## What the exercise asks:
Leave out the pictures and retype exactly the lines from the line with "object | thin green stem" through the end of the listing below.

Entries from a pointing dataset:

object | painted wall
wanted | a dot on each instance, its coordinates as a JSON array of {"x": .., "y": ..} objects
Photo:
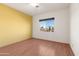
[
  {"x": 61, "y": 33},
  {"x": 14, "y": 26},
  {"x": 74, "y": 28}
]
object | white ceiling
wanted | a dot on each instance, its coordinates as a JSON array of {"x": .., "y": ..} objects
[{"x": 44, "y": 7}]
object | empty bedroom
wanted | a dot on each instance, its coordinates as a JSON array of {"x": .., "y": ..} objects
[{"x": 39, "y": 29}]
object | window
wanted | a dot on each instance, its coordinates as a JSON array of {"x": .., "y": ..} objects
[{"x": 47, "y": 25}]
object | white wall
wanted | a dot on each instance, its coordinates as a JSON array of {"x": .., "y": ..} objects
[
  {"x": 61, "y": 33},
  {"x": 74, "y": 29}
]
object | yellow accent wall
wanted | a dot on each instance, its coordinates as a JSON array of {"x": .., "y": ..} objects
[{"x": 14, "y": 26}]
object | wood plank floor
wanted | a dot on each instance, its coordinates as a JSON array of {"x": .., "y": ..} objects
[{"x": 36, "y": 47}]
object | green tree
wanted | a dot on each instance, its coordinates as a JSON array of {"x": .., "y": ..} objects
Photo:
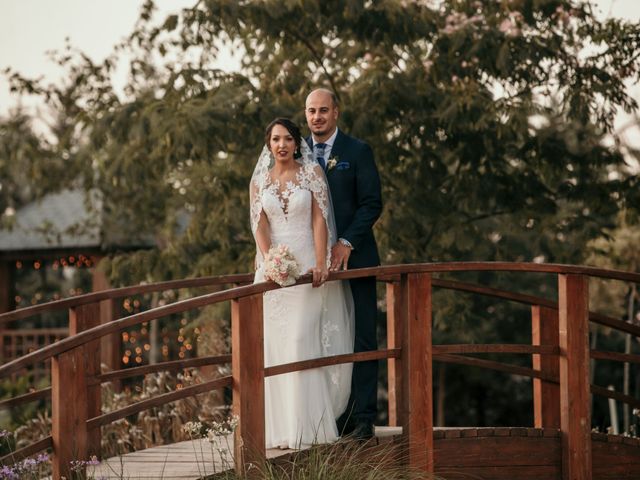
[{"x": 488, "y": 120}]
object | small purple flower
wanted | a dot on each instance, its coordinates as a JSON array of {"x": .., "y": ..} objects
[
  {"x": 42, "y": 458},
  {"x": 8, "y": 473}
]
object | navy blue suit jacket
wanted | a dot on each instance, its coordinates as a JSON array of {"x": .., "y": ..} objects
[{"x": 357, "y": 200}]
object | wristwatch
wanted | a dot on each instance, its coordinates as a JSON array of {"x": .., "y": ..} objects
[{"x": 346, "y": 243}]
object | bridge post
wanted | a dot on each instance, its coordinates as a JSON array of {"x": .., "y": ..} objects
[
  {"x": 546, "y": 394},
  {"x": 394, "y": 340},
  {"x": 68, "y": 411},
  {"x": 416, "y": 399},
  {"x": 84, "y": 317},
  {"x": 247, "y": 364},
  {"x": 575, "y": 414}
]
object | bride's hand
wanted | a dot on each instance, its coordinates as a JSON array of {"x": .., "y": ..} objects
[{"x": 320, "y": 274}]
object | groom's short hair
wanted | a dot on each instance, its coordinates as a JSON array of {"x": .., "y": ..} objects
[{"x": 331, "y": 93}]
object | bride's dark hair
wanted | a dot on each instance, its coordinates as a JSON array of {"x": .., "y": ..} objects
[{"x": 291, "y": 127}]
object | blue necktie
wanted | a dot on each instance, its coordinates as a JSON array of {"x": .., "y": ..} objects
[{"x": 320, "y": 153}]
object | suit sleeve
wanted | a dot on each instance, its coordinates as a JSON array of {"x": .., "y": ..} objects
[{"x": 368, "y": 198}]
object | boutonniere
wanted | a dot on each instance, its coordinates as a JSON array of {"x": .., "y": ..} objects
[{"x": 333, "y": 161}]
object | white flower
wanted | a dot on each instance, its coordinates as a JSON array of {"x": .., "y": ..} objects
[
  {"x": 281, "y": 266},
  {"x": 192, "y": 428}
]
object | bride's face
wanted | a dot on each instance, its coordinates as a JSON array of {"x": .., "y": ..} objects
[{"x": 282, "y": 144}]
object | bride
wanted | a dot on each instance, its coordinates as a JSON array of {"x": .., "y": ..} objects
[{"x": 291, "y": 205}]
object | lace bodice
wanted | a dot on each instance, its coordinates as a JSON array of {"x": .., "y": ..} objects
[{"x": 289, "y": 211}]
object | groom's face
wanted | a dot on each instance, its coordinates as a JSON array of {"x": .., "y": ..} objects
[{"x": 322, "y": 114}]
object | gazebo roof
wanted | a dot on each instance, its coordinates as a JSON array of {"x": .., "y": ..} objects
[{"x": 68, "y": 219}]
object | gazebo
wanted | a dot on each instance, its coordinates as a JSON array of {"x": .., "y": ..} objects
[{"x": 63, "y": 229}]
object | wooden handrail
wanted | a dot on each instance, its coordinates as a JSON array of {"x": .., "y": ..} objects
[
  {"x": 44, "y": 393},
  {"x": 605, "y": 392},
  {"x": 136, "y": 319},
  {"x": 24, "y": 452},
  {"x": 387, "y": 271},
  {"x": 114, "y": 293},
  {"x": 333, "y": 360},
  {"x": 496, "y": 348},
  {"x": 615, "y": 356},
  {"x": 493, "y": 365},
  {"x": 159, "y": 400},
  {"x": 412, "y": 351},
  {"x": 159, "y": 367}
]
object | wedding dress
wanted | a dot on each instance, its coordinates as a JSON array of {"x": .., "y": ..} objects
[{"x": 302, "y": 322}]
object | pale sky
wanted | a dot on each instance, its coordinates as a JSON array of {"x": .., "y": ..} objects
[{"x": 29, "y": 28}]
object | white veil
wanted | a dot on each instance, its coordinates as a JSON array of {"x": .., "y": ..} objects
[{"x": 337, "y": 317}]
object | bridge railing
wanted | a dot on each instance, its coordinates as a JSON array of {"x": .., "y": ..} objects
[{"x": 560, "y": 351}]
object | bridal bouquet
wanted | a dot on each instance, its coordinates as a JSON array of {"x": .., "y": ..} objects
[{"x": 280, "y": 266}]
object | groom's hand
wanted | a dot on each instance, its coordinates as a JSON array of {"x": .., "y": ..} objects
[{"x": 339, "y": 257}]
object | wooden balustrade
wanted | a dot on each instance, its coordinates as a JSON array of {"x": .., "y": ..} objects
[{"x": 560, "y": 354}]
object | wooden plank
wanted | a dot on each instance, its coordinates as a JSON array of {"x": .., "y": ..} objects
[
  {"x": 68, "y": 418},
  {"x": 492, "y": 365},
  {"x": 25, "y": 452},
  {"x": 83, "y": 318},
  {"x": 247, "y": 364},
  {"x": 575, "y": 401},
  {"x": 497, "y": 451},
  {"x": 537, "y": 472},
  {"x": 546, "y": 395},
  {"x": 394, "y": 341},
  {"x": 615, "y": 356},
  {"x": 496, "y": 348},
  {"x": 159, "y": 400},
  {"x": 615, "y": 461},
  {"x": 332, "y": 360},
  {"x": 417, "y": 383},
  {"x": 44, "y": 393},
  {"x": 171, "y": 366},
  {"x": 66, "y": 303},
  {"x": 605, "y": 392}
]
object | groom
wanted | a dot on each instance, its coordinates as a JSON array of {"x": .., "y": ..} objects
[{"x": 355, "y": 190}]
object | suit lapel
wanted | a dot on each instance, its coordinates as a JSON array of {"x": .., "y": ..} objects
[{"x": 338, "y": 145}]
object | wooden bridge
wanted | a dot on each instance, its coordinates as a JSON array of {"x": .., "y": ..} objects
[{"x": 559, "y": 445}]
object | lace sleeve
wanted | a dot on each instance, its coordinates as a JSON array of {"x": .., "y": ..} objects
[
  {"x": 256, "y": 206},
  {"x": 315, "y": 180}
]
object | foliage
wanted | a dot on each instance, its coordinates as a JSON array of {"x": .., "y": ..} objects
[
  {"x": 157, "y": 426},
  {"x": 492, "y": 125}
]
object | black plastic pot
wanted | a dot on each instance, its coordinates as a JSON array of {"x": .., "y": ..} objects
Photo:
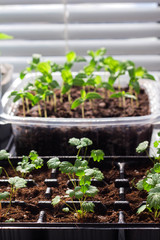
[{"x": 82, "y": 231}]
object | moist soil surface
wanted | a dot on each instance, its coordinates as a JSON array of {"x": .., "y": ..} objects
[
  {"x": 33, "y": 194},
  {"x": 136, "y": 197},
  {"x": 98, "y": 108},
  {"x": 107, "y": 195}
]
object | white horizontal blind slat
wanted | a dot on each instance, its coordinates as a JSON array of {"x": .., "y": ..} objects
[
  {"x": 24, "y": 2},
  {"x": 104, "y": 13},
  {"x": 119, "y": 47},
  {"x": 81, "y": 31},
  {"x": 113, "y": 31},
  {"x": 151, "y": 62},
  {"x": 34, "y": 31},
  {"x": 21, "y": 2},
  {"x": 27, "y": 48},
  {"x": 112, "y": 1},
  {"x": 18, "y": 14}
]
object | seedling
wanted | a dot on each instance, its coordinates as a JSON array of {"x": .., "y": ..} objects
[
  {"x": 151, "y": 182},
  {"x": 5, "y": 155},
  {"x": 122, "y": 95},
  {"x": 84, "y": 97},
  {"x": 29, "y": 163},
  {"x": 3, "y": 196},
  {"x": 83, "y": 189}
]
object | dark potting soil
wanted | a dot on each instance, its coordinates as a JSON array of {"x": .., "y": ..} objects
[
  {"x": 32, "y": 195},
  {"x": 135, "y": 197},
  {"x": 107, "y": 195},
  {"x": 98, "y": 108}
]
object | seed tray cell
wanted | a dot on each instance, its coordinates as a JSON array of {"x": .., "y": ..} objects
[{"x": 119, "y": 230}]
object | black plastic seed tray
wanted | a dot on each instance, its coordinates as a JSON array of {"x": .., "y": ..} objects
[{"x": 120, "y": 230}]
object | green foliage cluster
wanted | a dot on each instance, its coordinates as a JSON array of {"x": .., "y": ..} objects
[
  {"x": 28, "y": 163},
  {"x": 45, "y": 86},
  {"x": 151, "y": 182},
  {"x": 82, "y": 189}
]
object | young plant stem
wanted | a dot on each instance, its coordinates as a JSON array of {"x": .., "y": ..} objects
[
  {"x": 9, "y": 202},
  {"x": 47, "y": 99},
  {"x": 45, "y": 110},
  {"x": 131, "y": 92},
  {"x": 23, "y": 103},
  {"x": 12, "y": 166},
  {"x": 55, "y": 102},
  {"x": 91, "y": 104},
  {"x": 27, "y": 104},
  {"x": 137, "y": 102},
  {"x": 0, "y": 210},
  {"x": 82, "y": 109},
  {"x": 69, "y": 97},
  {"x": 39, "y": 110},
  {"x": 108, "y": 94},
  {"x": 5, "y": 172},
  {"x": 73, "y": 183},
  {"x": 124, "y": 102}
]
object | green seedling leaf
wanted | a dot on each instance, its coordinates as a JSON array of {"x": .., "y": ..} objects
[
  {"x": 74, "y": 141},
  {"x": 78, "y": 82},
  {"x": 4, "y": 195},
  {"x": 78, "y": 194},
  {"x": 157, "y": 168},
  {"x": 92, "y": 191},
  {"x": 66, "y": 210},
  {"x": 89, "y": 172},
  {"x": 17, "y": 182},
  {"x": 108, "y": 86},
  {"x": 142, "y": 147},
  {"x": 141, "y": 209},
  {"x": 84, "y": 142},
  {"x": 44, "y": 67},
  {"x": 36, "y": 58},
  {"x": 23, "y": 74},
  {"x": 153, "y": 198},
  {"x": 140, "y": 185},
  {"x": 71, "y": 56},
  {"x": 4, "y": 155},
  {"x": 10, "y": 220},
  {"x": 156, "y": 144},
  {"x": 98, "y": 175},
  {"x": 66, "y": 167},
  {"x": 77, "y": 102},
  {"x": 93, "y": 95},
  {"x": 88, "y": 206},
  {"x": 53, "y": 163},
  {"x": 67, "y": 76},
  {"x": 70, "y": 192},
  {"x": 97, "y": 155},
  {"x": 89, "y": 70},
  {"x": 56, "y": 200},
  {"x": 80, "y": 59},
  {"x": 116, "y": 95}
]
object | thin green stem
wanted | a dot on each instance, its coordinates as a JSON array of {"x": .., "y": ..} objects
[
  {"x": 24, "y": 112},
  {"x": 82, "y": 108},
  {"x": 12, "y": 166},
  {"x": 39, "y": 110},
  {"x": 45, "y": 110}
]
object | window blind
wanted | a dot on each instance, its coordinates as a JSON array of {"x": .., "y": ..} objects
[{"x": 127, "y": 29}]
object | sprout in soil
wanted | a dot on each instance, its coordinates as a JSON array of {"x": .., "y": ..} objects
[
  {"x": 123, "y": 95},
  {"x": 84, "y": 97},
  {"x": 82, "y": 189},
  {"x": 151, "y": 182},
  {"x": 29, "y": 163}
]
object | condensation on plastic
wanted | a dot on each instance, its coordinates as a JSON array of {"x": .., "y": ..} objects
[{"x": 49, "y": 136}]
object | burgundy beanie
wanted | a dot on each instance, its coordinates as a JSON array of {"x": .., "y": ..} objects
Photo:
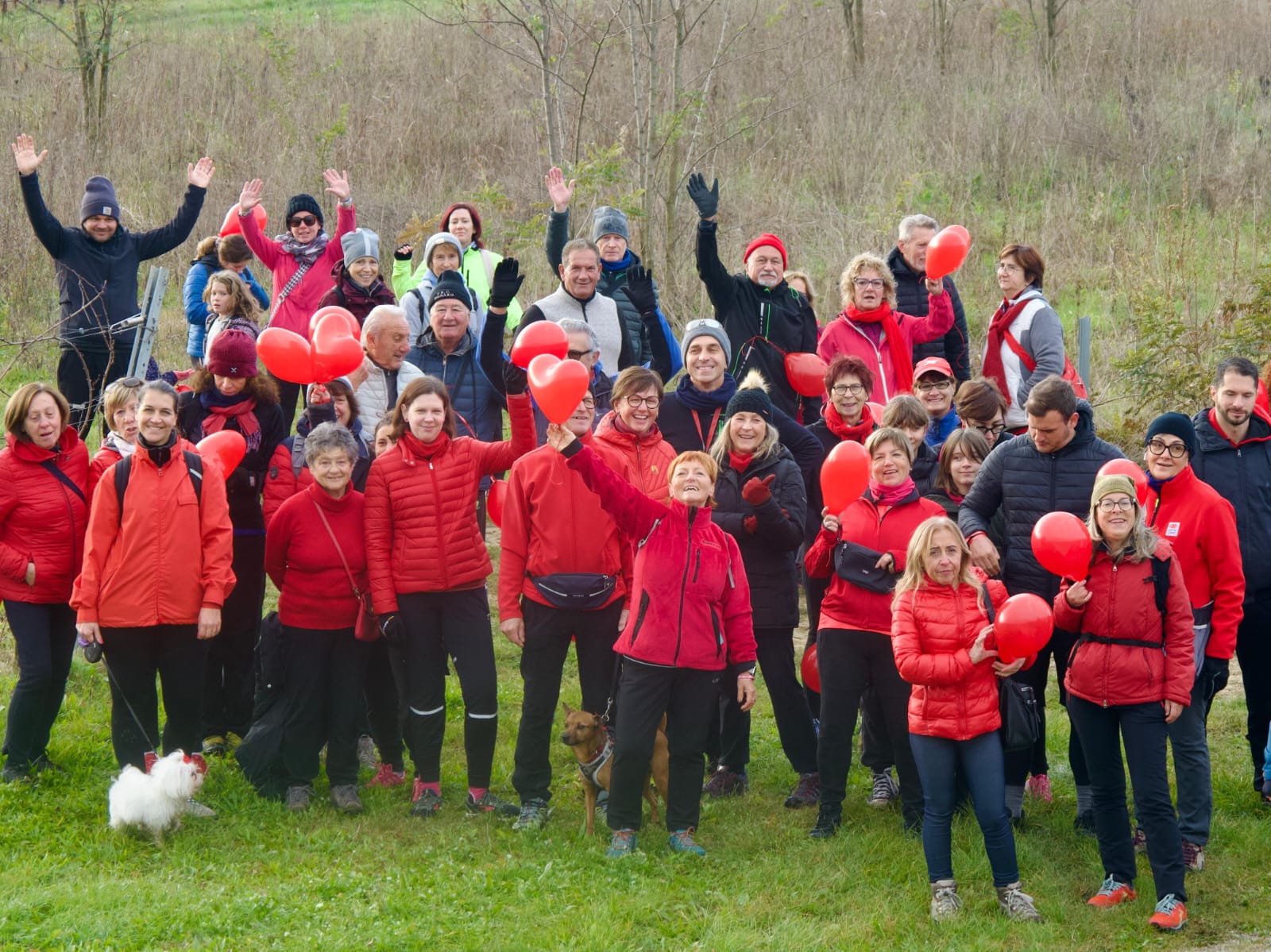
[{"x": 233, "y": 353}]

## Task result:
object | thin green stem
wanted | a dot on each instance, its coordinates as a JSON array of {"x": .., "y": ..} objects
[
  {"x": 24, "y": 112},
  {"x": 82, "y": 108},
  {"x": 12, "y": 166},
  {"x": 39, "y": 110},
  {"x": 45, "y": 110}
]
object | window blind
wanted | a dot on each instance, its coordinates as a JSON array of {"x": .., "y": ..} objects
[{"x": 127, "y": 29}]
object | sprout in soil
wanted | a dot on each instance, its coordinates as a JSON array of {"x": .., "y": ..} objects
[
  {"x": 123, "y": 95},
  {"x": 84, "y": 97},
  {"x": 82, "y": 189},
  {"x": 151, "y": 182},
  {"x": 29, "y": 163}
]
object | condensation on plastic
wanted | a dot on each instance, its coordinates as a JSON array of {"x": .., "y": ..} objects
[{"x": 49, "y": 136}]
object | burgundy beanie
wanted | a dot on each instance, its coordinates as a JSON array of {"x": .., "y": ..} objects
Photo:
[{"x": 233, "y": 353}]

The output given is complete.